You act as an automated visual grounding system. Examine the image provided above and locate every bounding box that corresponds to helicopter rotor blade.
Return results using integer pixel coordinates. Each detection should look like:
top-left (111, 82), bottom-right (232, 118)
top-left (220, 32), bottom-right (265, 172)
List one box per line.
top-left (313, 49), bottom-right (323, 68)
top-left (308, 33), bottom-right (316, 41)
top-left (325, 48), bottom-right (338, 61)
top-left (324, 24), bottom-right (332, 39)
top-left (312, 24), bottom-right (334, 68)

# [YOUR ASSIGNMENT]
May I have all of the records repeated exactly?

# [RESPONSE TO THE TASK]
You act as an automated visual grounding system. Examine the image provided above and locate every bounding box that corresponds to helicopter rotor blade.
Return results using integer pixel coordinates. Each detection should look like:
top-left (111, 82), bottom-right (232, 118)
top-left (220, 32), bottom-right (265, 172)
List one box per line.
top-left (313, 49), bottom-right (323, 68)
top-left (308, 33), bottom-right (316, 41)
top-left (325, 48), bottom-right (338, 61)
top-left (324, 24), bottom-right (332, 39)
top-left (312, 24), bottom-right (334, 68)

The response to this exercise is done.